=== What is expected ===
Locate the line containing "of the woman's" in the material below; repeat it and every line after it, exactly as written.

=== Stored data ===
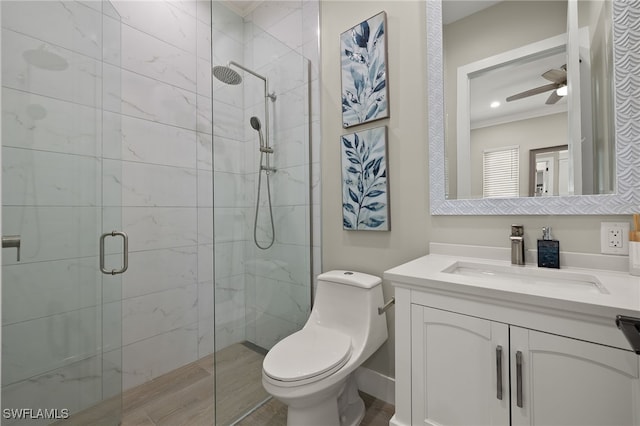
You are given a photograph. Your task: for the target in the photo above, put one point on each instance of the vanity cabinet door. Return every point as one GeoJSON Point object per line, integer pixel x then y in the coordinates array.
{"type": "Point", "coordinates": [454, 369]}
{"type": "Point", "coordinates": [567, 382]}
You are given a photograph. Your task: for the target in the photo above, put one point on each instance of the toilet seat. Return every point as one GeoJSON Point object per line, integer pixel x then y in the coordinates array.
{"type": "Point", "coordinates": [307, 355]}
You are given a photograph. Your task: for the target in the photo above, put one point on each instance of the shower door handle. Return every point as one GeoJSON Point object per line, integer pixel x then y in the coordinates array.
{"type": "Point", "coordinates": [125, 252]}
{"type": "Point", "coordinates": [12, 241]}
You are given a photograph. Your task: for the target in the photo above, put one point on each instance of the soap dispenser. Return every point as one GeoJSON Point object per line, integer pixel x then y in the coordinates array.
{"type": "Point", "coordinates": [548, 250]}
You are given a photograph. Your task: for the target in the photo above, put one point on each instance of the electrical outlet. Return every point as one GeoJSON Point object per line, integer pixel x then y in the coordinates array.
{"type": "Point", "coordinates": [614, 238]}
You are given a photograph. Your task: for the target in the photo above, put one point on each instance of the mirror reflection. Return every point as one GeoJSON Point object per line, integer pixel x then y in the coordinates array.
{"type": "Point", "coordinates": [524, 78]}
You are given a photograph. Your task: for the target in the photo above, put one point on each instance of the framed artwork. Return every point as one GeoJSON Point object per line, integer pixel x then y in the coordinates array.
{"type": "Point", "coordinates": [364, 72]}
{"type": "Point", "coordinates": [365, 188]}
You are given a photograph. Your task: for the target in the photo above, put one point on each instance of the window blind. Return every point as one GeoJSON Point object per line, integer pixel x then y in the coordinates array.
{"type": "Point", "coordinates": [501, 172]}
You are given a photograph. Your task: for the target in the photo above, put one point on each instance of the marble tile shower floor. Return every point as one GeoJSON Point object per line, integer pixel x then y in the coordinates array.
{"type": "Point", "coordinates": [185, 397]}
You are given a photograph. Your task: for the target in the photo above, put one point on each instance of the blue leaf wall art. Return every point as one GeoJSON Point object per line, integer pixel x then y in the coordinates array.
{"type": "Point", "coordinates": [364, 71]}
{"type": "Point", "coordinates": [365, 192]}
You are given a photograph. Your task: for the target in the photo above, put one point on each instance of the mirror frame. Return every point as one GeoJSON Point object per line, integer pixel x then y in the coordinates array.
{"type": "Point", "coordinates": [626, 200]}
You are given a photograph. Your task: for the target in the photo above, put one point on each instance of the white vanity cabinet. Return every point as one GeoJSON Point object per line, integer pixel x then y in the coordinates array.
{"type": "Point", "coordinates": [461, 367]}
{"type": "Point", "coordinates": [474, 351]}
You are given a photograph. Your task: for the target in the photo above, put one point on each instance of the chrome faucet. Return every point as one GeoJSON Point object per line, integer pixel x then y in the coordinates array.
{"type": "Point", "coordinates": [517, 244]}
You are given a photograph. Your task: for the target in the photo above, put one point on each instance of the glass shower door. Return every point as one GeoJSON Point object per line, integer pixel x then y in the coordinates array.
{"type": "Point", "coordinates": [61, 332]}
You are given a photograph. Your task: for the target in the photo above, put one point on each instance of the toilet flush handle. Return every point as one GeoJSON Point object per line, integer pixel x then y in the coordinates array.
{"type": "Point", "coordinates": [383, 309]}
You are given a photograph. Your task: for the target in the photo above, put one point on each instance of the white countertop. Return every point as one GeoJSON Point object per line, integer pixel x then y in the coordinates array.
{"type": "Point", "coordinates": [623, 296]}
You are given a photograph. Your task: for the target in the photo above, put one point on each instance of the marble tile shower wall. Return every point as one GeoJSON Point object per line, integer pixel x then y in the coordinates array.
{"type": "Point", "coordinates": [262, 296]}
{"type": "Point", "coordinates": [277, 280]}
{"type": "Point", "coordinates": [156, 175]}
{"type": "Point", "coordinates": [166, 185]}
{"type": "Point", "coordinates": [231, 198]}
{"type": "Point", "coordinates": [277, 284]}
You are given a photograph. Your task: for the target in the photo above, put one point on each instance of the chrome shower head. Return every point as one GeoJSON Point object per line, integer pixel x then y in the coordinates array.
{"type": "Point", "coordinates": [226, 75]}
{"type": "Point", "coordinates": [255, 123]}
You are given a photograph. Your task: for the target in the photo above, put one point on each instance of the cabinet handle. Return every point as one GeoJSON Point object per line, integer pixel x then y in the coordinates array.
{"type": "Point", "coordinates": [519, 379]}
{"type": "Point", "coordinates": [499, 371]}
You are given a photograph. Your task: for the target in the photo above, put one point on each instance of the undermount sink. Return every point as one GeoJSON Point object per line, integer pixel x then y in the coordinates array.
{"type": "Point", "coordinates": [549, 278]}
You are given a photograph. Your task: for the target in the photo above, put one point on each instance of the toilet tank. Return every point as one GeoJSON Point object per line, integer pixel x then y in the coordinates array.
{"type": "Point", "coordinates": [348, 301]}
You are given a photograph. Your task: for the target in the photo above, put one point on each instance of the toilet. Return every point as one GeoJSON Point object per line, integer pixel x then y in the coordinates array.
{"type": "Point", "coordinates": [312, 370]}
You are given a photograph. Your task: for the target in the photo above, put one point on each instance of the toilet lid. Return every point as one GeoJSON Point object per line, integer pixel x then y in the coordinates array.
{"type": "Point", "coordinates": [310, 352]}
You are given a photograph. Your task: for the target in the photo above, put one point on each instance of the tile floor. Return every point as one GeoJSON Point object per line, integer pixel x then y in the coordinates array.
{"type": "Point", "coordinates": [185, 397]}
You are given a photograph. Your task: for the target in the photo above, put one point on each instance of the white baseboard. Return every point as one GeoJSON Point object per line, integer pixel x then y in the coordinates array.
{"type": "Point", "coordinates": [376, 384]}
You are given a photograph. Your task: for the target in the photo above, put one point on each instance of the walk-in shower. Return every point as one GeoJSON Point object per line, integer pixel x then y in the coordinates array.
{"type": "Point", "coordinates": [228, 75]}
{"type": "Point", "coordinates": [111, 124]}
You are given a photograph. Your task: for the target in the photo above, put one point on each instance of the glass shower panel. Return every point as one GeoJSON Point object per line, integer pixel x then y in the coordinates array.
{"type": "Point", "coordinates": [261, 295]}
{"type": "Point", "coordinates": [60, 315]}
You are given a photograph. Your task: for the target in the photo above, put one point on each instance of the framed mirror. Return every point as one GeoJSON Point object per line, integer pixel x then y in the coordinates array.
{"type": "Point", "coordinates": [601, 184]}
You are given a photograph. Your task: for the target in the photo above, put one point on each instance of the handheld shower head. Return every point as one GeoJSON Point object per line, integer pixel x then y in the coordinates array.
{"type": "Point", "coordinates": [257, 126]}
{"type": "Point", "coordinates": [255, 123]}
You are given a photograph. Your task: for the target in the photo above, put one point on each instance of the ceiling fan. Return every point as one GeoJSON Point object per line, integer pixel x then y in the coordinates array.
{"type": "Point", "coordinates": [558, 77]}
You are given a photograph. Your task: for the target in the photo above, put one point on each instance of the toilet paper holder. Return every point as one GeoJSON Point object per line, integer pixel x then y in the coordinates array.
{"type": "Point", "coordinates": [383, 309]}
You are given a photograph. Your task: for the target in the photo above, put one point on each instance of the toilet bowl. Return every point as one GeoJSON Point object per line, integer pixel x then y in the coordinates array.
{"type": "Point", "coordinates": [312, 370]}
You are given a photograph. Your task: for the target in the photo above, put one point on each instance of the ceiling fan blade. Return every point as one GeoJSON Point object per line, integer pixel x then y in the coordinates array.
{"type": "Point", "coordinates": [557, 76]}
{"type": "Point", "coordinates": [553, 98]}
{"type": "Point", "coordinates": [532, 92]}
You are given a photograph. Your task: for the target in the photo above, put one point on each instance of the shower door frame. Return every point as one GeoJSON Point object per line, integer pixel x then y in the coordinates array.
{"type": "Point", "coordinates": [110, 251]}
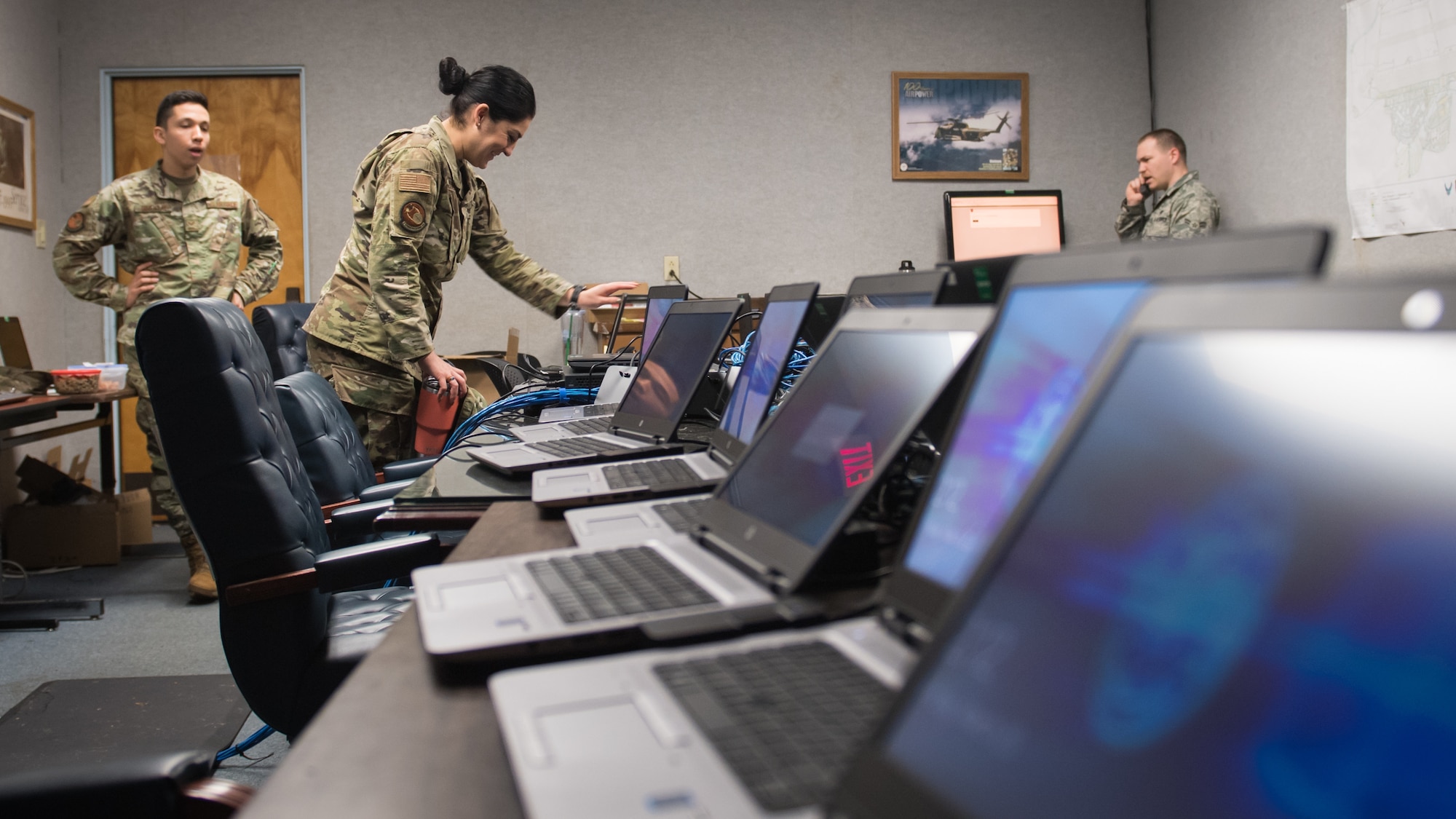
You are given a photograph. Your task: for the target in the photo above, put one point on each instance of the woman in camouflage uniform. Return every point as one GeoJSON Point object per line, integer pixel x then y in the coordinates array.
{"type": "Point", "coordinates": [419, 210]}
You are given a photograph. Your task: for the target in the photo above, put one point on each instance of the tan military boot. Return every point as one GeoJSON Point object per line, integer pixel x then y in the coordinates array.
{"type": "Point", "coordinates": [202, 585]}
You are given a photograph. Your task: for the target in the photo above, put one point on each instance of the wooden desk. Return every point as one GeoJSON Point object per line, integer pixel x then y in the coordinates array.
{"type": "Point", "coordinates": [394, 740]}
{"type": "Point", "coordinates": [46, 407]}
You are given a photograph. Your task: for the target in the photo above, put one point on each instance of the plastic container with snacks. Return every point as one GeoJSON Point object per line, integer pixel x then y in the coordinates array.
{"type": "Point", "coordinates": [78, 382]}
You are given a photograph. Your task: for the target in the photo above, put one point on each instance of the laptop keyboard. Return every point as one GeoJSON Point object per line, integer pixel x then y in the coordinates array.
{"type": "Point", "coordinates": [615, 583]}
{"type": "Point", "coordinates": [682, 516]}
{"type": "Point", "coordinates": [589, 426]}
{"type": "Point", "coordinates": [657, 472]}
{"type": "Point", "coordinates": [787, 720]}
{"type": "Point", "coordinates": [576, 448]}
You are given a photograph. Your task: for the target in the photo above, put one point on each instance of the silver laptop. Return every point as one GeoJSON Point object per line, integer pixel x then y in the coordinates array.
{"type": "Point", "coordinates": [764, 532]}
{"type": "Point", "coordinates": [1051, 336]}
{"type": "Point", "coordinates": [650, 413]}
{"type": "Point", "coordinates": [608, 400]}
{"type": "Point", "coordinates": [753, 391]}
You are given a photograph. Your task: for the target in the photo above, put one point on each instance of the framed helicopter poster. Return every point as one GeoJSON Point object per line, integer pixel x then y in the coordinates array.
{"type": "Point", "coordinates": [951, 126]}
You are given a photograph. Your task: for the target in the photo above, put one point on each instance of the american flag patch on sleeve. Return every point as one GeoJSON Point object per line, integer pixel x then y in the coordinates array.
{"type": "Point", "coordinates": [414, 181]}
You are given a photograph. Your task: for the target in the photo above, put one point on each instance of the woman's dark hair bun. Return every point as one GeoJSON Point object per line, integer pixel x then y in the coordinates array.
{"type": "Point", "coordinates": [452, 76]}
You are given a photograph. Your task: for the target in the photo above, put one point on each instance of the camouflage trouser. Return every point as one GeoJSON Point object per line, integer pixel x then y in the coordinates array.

=== Written response ===
You are given a photograph. Your task: for the target in the photo above, put one point on each instance of the woman's dark hair bun. Return every point as one GeoJSON Point object per line, integer pixel x then y in the coordinates array.
{"type": "Point", "coordinates": [452, 76]}
You are given a photograph. Your task: for the target in the photo above, put one point on each instance of the camouflage trouser. Return every point as one GeoJSON Point object per line, integer pixel x then y in the coordinates array.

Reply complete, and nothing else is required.